### EXTRAIT DU TEXTE
Maladies auto-immunes, allergies et développement
Illustre enseignant-chercheur en médecine, membre de l’Académie des sciences et de l’Institut national de la santé et de la recherche médicale (INSERM), Jean-François Bach est intervenu, lundi dernier, à l’Institut français de Prague.
« Les maladies allergiques, je pense que tous les auditeurs les connaissent : on est allergique à un médicament, à un venin de guêpe… Mais on peut également avoir des maladies chroniques : quand on est tout petit, on peut avoir un eczéma, quand on est un peu plus grand, on peut avoir un asthme ou un rhume des foins. C’est l’ensemble de ces maladies qu’on appelle ‘allergiques’. Pourquoi sont-elles allergiques ? Parce qu’on répond de manière exagérée à quelque chose qui est dans l’environnement, quelque chose d’extérieur. Les maladies auto-immunes, c’est tout le contraire, on reconnaît ses propres organes de façon anormale, du coup on peut avoir des réactions immunitaires qui attaquent ces organes et donnent des maladies, les plus connues d’entre elles sont le diabète insulinodépendant ou la sclérose en plaques. »
######
### DONNÉES DISPONIBLES
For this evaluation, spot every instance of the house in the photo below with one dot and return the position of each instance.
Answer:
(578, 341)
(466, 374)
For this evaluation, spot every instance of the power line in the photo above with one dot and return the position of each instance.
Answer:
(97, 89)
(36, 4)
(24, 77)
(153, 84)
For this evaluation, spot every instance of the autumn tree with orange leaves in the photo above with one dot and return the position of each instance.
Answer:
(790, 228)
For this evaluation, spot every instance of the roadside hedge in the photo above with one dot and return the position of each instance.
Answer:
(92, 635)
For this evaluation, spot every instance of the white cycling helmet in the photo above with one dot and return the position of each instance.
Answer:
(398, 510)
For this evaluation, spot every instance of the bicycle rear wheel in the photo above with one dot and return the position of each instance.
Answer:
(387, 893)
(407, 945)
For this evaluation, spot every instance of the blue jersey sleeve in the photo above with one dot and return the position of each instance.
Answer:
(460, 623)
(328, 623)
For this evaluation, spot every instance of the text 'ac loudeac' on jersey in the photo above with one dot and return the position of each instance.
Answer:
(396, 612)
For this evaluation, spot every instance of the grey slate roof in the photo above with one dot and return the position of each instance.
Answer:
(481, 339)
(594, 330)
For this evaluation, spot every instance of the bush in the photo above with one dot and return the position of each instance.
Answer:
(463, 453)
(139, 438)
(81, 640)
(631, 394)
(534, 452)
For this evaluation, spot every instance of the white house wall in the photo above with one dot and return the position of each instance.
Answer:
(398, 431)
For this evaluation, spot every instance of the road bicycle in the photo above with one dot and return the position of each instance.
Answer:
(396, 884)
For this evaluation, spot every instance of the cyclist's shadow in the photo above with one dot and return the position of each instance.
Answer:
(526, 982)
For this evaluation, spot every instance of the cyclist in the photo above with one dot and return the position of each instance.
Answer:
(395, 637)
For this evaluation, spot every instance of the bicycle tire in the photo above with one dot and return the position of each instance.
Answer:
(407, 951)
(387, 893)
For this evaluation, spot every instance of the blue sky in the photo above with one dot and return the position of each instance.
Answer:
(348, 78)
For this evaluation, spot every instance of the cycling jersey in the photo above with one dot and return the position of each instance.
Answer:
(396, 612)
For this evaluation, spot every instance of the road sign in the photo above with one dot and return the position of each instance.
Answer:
######
ÉNONCÉ:
Relevez, dans le texte sur les allergies et les maladies auto-immunes, chacune des maladies allergiques chroniques données en exemple. Ces enregistrements viennent d'une autre source.

RÉPONSE RÉDIGÉE:
L'eczéma, l'asthme et le rhume des foins.